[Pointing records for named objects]
════════════════
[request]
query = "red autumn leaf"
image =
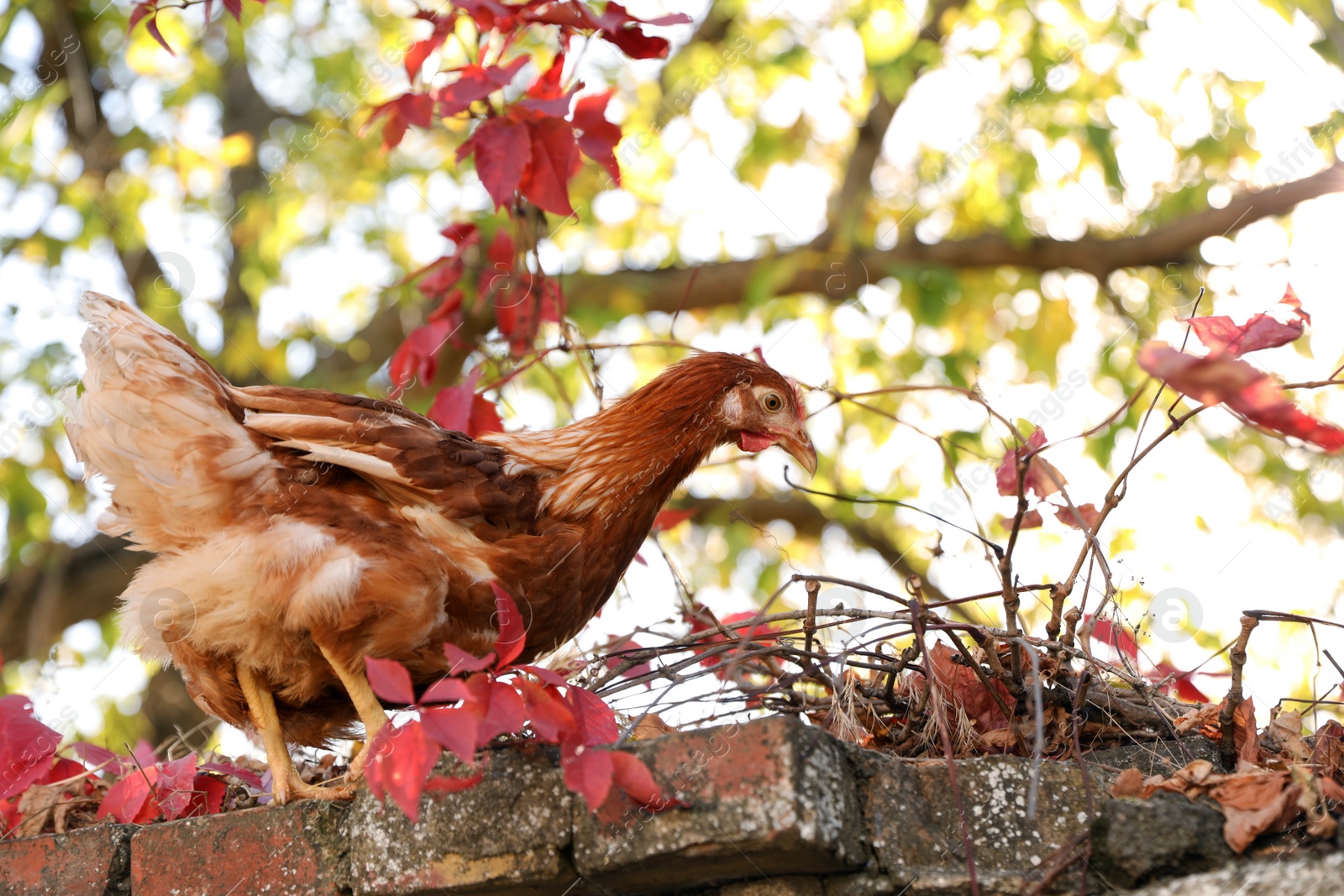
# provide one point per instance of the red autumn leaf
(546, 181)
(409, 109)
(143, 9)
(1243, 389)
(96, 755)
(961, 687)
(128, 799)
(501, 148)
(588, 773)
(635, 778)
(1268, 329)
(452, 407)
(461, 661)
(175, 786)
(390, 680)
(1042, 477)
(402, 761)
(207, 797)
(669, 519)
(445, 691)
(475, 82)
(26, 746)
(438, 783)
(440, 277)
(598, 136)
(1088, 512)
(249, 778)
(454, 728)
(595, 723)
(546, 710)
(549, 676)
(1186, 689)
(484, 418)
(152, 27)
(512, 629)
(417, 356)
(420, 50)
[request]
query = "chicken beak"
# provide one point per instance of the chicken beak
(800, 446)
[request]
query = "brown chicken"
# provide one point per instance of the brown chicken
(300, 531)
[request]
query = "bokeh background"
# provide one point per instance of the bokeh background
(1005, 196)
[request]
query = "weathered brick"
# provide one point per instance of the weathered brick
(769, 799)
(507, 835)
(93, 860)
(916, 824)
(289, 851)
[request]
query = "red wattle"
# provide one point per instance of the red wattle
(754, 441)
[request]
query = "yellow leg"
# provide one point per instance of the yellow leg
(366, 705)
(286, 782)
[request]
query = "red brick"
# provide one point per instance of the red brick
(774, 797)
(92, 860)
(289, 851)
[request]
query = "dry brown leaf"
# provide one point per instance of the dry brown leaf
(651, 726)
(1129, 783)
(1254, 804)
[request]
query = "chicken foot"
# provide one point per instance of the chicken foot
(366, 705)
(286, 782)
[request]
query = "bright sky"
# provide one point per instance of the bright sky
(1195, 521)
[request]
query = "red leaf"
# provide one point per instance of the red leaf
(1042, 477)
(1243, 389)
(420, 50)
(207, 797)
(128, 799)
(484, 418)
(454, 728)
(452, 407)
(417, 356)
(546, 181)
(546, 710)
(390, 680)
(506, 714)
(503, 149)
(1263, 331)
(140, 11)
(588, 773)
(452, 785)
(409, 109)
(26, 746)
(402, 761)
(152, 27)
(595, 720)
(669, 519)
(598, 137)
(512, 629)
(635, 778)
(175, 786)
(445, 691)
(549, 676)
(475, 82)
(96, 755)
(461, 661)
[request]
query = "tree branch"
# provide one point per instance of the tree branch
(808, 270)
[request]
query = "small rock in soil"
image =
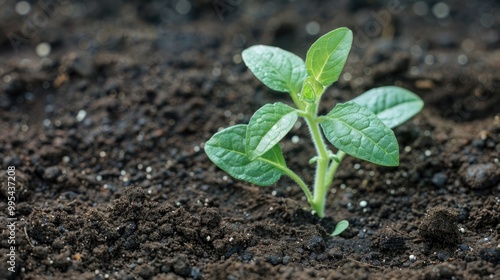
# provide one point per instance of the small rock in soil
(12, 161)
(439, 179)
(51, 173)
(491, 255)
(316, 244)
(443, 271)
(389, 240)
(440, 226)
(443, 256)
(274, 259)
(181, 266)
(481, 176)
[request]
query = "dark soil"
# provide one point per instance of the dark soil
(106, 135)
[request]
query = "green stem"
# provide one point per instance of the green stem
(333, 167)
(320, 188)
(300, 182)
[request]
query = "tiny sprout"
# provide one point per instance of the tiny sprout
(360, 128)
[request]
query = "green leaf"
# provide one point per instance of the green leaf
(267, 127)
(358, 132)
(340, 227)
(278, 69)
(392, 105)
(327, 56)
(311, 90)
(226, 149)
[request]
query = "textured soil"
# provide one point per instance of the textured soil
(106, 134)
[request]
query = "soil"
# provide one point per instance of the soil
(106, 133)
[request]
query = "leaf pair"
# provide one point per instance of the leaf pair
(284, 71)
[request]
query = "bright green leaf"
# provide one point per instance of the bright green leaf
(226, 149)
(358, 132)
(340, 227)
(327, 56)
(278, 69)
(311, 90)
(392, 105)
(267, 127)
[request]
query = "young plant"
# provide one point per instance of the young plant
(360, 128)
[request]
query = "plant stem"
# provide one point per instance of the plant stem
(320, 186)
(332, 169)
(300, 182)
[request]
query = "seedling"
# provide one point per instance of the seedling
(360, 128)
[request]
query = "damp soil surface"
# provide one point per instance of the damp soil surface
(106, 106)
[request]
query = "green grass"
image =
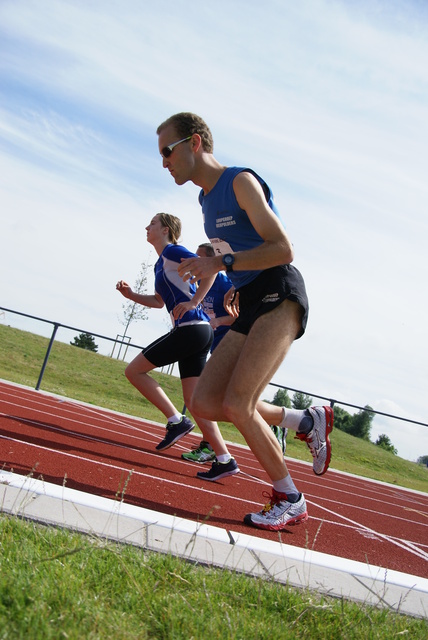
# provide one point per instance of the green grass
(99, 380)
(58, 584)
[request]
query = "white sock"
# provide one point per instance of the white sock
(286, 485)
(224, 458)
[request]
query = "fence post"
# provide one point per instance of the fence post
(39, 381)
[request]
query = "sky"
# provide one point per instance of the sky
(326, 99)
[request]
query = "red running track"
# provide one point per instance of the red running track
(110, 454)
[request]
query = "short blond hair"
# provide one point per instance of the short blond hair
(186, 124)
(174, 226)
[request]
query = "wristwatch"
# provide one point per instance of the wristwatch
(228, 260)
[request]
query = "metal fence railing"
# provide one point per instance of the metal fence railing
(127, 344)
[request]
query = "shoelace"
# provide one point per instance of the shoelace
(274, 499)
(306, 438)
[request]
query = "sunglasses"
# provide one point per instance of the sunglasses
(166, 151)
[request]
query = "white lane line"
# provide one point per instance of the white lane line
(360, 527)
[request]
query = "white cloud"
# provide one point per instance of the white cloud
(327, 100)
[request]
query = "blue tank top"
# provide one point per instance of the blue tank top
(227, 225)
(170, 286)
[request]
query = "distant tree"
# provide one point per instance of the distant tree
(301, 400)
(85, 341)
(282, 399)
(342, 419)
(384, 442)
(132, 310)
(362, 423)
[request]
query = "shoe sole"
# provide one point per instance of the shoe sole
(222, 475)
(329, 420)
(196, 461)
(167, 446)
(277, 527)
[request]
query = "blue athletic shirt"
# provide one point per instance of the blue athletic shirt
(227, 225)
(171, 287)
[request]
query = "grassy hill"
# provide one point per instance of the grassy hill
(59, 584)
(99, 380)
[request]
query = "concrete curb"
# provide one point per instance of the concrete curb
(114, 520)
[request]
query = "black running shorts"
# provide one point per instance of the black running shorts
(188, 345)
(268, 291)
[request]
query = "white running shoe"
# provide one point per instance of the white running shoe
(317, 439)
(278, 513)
════════════════
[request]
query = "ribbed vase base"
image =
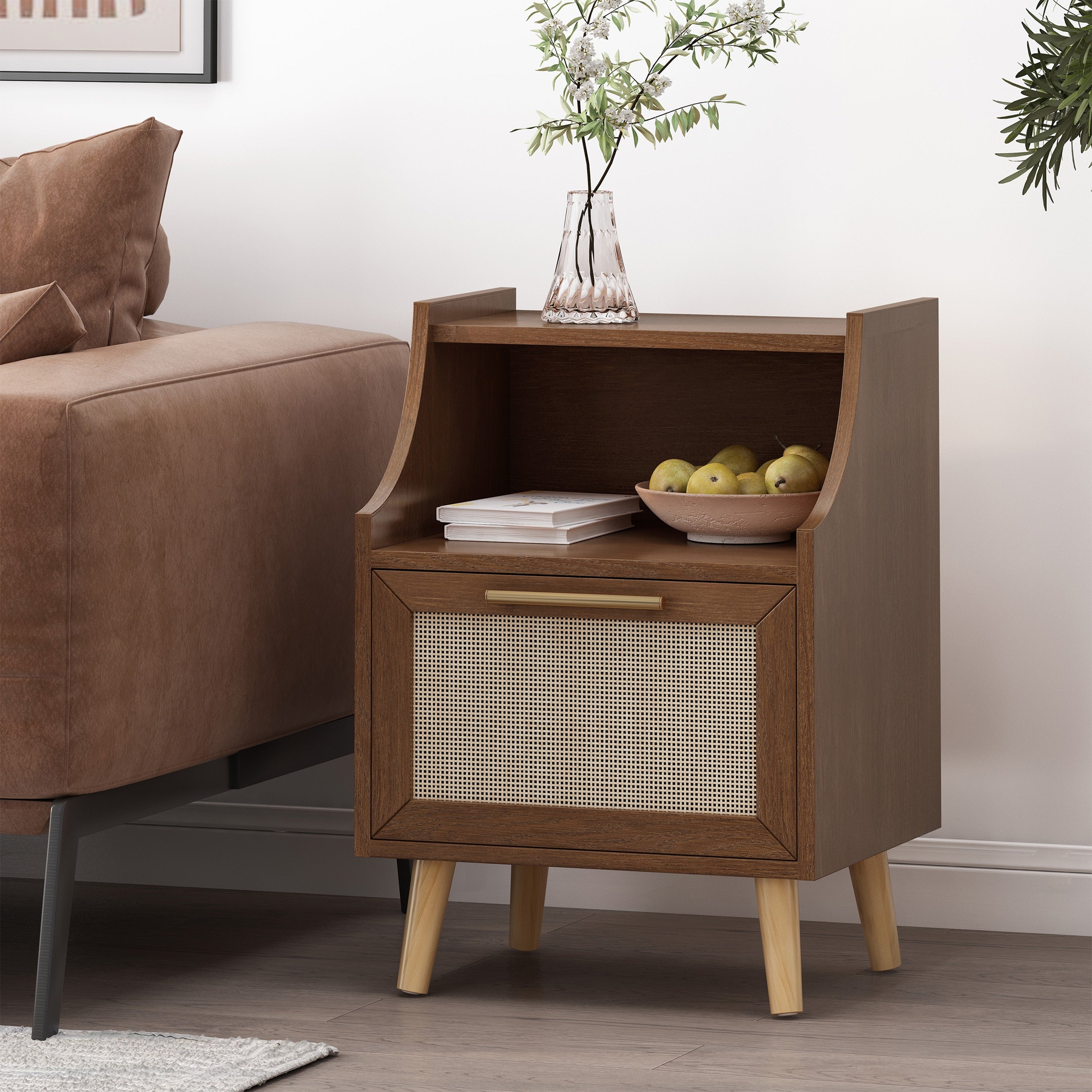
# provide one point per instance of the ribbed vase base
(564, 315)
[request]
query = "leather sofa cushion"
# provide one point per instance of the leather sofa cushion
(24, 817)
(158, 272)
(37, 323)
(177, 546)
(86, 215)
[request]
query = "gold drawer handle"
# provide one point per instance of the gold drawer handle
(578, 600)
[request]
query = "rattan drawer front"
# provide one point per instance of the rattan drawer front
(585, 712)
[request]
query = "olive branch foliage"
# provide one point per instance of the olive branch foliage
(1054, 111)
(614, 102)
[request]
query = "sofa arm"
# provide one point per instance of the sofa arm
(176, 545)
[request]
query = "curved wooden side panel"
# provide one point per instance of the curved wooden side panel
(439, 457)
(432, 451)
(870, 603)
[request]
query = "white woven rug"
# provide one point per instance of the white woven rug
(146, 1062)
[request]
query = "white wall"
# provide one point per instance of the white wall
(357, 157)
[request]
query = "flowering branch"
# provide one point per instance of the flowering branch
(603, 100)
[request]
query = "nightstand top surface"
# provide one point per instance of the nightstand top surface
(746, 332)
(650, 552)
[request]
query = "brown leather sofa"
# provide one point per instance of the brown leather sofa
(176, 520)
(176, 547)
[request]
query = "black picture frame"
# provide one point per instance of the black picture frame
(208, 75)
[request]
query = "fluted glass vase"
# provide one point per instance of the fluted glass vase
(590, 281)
════════════════
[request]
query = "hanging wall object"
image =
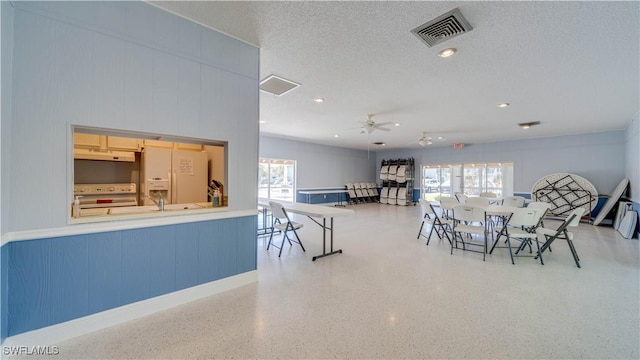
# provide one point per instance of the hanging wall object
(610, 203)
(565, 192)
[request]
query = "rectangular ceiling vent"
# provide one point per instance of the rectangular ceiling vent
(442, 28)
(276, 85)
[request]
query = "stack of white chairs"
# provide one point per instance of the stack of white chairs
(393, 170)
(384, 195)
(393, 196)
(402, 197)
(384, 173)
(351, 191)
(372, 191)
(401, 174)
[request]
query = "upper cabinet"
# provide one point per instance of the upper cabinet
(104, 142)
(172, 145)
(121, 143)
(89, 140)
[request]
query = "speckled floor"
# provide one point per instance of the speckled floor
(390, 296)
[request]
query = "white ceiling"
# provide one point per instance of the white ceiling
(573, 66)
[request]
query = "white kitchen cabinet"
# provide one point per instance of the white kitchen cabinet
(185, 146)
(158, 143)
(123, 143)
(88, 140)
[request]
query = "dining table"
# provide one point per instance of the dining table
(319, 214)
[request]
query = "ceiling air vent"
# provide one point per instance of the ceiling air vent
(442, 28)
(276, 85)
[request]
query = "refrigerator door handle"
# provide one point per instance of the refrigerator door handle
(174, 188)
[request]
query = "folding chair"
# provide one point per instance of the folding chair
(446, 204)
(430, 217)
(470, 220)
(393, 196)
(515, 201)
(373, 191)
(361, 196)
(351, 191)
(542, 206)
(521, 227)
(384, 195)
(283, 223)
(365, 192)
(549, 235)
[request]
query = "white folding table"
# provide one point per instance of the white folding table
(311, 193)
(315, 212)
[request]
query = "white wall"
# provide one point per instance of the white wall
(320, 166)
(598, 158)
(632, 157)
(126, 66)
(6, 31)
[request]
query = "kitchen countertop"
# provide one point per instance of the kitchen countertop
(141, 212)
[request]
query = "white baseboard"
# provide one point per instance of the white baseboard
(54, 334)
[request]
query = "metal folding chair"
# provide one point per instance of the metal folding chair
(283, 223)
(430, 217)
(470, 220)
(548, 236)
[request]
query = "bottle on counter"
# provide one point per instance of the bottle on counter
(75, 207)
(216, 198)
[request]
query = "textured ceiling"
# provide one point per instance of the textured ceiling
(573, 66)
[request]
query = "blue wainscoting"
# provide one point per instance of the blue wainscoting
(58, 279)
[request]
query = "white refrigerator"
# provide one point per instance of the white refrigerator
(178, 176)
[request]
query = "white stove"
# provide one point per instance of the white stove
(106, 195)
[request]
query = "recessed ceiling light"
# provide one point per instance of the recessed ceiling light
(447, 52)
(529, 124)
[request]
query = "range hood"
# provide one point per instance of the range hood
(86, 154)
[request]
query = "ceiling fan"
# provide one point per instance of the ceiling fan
════════════════
Required work:
Pick out and copy every line of the records that contains the string "woven". Case counts.

Written response:
query = "white woven rug"
# provide one point per instance of the white woven rug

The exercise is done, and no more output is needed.